··· Data in this exercise ···
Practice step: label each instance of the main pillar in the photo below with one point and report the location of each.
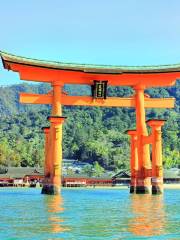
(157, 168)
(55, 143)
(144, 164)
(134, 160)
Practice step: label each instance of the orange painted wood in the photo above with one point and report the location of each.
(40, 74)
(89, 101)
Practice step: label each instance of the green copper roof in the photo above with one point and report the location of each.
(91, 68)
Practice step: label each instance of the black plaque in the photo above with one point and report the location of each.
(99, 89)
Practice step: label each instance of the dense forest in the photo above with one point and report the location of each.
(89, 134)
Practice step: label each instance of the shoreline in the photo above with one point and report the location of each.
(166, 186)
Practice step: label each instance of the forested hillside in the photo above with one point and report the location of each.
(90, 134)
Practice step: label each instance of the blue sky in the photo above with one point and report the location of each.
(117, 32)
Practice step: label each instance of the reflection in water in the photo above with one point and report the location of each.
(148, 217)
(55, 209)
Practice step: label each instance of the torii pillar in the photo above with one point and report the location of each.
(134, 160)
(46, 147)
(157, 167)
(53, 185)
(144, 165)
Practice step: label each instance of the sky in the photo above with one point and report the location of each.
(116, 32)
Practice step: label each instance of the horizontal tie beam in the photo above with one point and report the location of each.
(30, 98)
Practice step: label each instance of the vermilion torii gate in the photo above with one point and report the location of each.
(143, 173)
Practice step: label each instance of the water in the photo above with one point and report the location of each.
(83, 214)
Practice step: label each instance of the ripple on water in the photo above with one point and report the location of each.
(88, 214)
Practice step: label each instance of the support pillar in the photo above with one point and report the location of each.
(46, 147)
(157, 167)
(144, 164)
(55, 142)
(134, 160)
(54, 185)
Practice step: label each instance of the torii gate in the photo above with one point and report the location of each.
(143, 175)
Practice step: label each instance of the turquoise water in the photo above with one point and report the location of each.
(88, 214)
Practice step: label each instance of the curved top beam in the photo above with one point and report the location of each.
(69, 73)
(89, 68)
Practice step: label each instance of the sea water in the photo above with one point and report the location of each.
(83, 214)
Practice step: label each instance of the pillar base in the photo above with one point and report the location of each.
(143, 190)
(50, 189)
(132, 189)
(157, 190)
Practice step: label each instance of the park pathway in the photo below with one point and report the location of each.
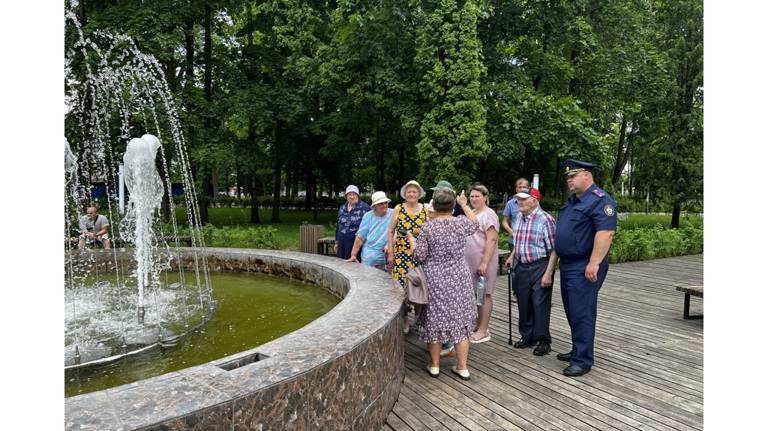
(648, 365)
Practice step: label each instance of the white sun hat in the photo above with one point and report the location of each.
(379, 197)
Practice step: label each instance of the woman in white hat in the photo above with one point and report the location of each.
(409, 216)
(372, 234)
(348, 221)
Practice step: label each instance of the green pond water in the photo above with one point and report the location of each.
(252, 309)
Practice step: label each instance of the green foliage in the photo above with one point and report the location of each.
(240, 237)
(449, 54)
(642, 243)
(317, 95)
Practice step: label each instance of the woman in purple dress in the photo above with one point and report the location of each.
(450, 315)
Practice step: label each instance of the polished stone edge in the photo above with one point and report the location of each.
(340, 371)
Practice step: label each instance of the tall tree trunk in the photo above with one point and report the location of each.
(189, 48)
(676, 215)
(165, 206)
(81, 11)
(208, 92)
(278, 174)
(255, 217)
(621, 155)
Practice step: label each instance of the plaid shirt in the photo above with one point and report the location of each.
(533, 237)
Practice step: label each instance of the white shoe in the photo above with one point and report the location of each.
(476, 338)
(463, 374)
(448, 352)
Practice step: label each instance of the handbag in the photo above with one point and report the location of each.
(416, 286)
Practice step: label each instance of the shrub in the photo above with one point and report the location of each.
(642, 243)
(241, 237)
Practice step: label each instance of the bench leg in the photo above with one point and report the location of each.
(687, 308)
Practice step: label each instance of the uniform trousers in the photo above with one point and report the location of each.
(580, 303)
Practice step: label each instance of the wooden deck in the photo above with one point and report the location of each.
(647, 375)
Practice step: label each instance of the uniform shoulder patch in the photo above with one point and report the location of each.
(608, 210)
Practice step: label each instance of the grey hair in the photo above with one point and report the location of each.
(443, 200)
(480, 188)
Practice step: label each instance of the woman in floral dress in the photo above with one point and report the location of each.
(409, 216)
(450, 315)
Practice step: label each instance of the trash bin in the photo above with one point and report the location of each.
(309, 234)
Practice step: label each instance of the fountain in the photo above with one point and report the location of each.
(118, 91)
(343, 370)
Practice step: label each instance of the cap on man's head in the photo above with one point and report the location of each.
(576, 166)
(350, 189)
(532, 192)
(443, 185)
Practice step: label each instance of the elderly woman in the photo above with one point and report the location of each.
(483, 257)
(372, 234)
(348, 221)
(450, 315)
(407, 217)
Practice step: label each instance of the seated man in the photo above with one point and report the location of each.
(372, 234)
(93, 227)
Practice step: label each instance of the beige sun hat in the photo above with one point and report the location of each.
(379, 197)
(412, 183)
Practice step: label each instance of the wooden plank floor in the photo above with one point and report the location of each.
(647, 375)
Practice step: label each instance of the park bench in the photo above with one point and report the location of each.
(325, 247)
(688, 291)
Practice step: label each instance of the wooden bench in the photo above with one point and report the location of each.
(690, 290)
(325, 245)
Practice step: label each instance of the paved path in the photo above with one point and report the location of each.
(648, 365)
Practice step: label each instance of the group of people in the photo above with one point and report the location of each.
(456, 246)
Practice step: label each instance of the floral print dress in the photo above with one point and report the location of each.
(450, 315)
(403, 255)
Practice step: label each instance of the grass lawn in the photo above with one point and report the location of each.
···
What is expected: Go through the listing above and write it out again exactly, dropping the pictures.

Result of this exercise:
Practice step: label each instance of the main pillar in the photo below with one point and report the location of each.
(157, 168)
(55, 143)
(144, 164)
(134, 160)
Practice step: label each instance of the orange painted wood in the photo above with one point and report the location of each.
(40, 74)
(89, 101)
Practice step: label each instance of the green copper roof in the photo above with one point and report the location of each.
(91, 68)
Practice step: label each instance of the black plaque in the photo above with one point and report the location of each.
(99, 89)
Practice step: label each instance of the dense forest in the photo above with one point and report the location of each.
(89, 134)
Practice step: label each instance of the shoreline in the photo above with one point and report the location of each.
(166, 186)
Practice step: label each instance of the forested hillside in the photo above with one point and report the location of each.
(90, 134)
Practice step: label each instance of the blue sky in the photo above with one point and report the location of each.
(117, 32)
Practice step: label each instance of the reflection in water in the photo above with one point and report the location of each.
(148, 217)
(55, 209)
Practice step: label each instance of the torii pillar in the photo above with one point and report the location of each.
(134, 160)
(46, 147)
(157, 167)
(53, 185)
(144, 165)
Practice step: label each instance of the sky in the photo above with one point and report the location of each.
(116, 32)
Practice step: label each instance of the horizontal tie beam in the photo above with one point and report the location of each.
(30, 98)
Practice step: label each instance of the vermilion torii gate in the photo above with one point and report the location of each.
(143, 173)
Practice step: label each instance of the water in the photo above with one point and report the location of each.
(83, 214)
Practice step: label each instance of the ripple on water in the photo above with one point and report the location of each.
(88, 214)
Practice step: label each instance of the support pillar in the photo above with one point and report the location of each.
(46, 147)
(157, 167)
(144, 164)
(55, 142)
(134, 160)
(54, 185)
Practice step: label each instance of the torii gate in the photo above with one point and report the location of each.
(143, 175)
Practice step: label each instance of the turquoise water in the photo above with one point and report the location of each.
(88, 214)
Practice step: label each instance of the curved top beam in the photo above with one point and report the location of each.
(69, 73)
(89, 68)
Practice step: label each instance of the sea water in the photo above with one point and report the location of each.
(83, 214)
Practice step: label each instance of the pillar base in the photo above with one point and report the location of each.
(143, 190)
(50, 189)
(132, 189)
(157, 190)
Practice step: label each instance of the park pathway in the photo below with one point and report the location of each.
(648, 365)
Practice step: label each instance of the white sun hat in the photo above with one point and report the location of each.
(379, 197)
Practice step: label each instance of the woman in white hat in the photo above with one point and report the location of each.
(409, 216)
(372, 234)
(348, 221)
Practice step: label each instance of the green pond water in the photo above with one point and report the location of each.
(252, 309)
Practice step: label each instance of the green foliage in the photo above with one point and report the location of each.
(240, 237)
(449, 54)
(642, 243)
(317, 95)
Practice step: label each instance of the woman in purple dress in the photo above with one point and report the location of each.
(450, 315)
Practice step: label each instance of the polished stone edge in the photo above with one point and report the location of each.
(340, 371)
Practice step: label each instance of the tall tree trunk in the photo above with one point and report the location of each.
(189, 48)
(676, 215)
(165, 206)
(81, 11)
(208, 92)
(278, 174)
(255, 217)
(621, 155)
Practice step: label each instance of the plaid shirt in the photo above with one point and report the location of each.
(533, 237)
Practice step: label each instance of the white shoe in the photo above with one point and report the location of each.
(476, 338)
(463, 374)
(448, 352)
Practice step: label each instance of the handbag in the photo above with one point and report the location of each.
(416, 286)
Practice step: label each instance of the shrub in the photo above with one point and report the location of each.
(642, 243)
(241, 237)
Practice step: label each instance of the bench leg in the photo above with one point and report the location of each.
(687, 308)
Practice step: label each instance of the uniform trousers in the photo above with one point and report the location of each.
(580, 303)
Practice step: label each instance of the wooden deck in the photo above with one point and report the location of each.
(647, 375)
Practice step: label each instance of the uniform shoulder patch in the photo above with one point and report the location of each.
(608, 210)
Practice step: label each instance of the grey hair in the photo above with one point and report the location of each.
(443, 200)
(480, 188)
Practice step: label each instance of the woman in floral dress in the photo above with one point and report the location of each.
(409, 216)
(450, 315)
Practice step: label each instance of the trash bin in the photo above with one point and report the location of each.
(309, 234)
Practice step: label each instance of the fountain in the photo above with one point and report the location of each.
(118, 91)
(343, 370)
Practice step: label each instance of the cap on man's head in the photo above with one point and report the location of each.
(576, 166)
(350, 189)
(532, 192)
(443, 185)
Practice step: label each instance of the elderly woman in the photo above with one point and report the location of each.
(483, 257)
(372, 234)
(348, 221)
(450, 315)
(407, 217)
Practice step: label each instance of the seated man in the photo above with one point and report the location of each.
(372, 234)
(93, 227)
Practice step: label each instance of the beige sun hat in the photo above with one point and report the location of each.
(379, 197)
(412, 183)
Practice step: label each instance of the wooden plank floor in the photo above with one point and report the location of each.
(647, 375)
Practice step: label each instance of the park bench in the photo above with one point and report the location of each.
(325, 247)
(688, 291)
Practice step: label each instance of the wooden bench in the photo above with one point and report the location of each.
(690, 290)
(325, 245)
Practice step: label each instance of the paved path in the photo above with one point and report the location of each.
(648, 365)
Practice step: label each instance of the group of people in the photo above with one point and report the location of each.
(456, 246)
Practice step: label each instance of the floral print dress in the photo above with one point and report the location of each.
(450, 315)
(403, 255)
Practice step: label each instance of the grass lawn in the photo above with one point and report the location of each.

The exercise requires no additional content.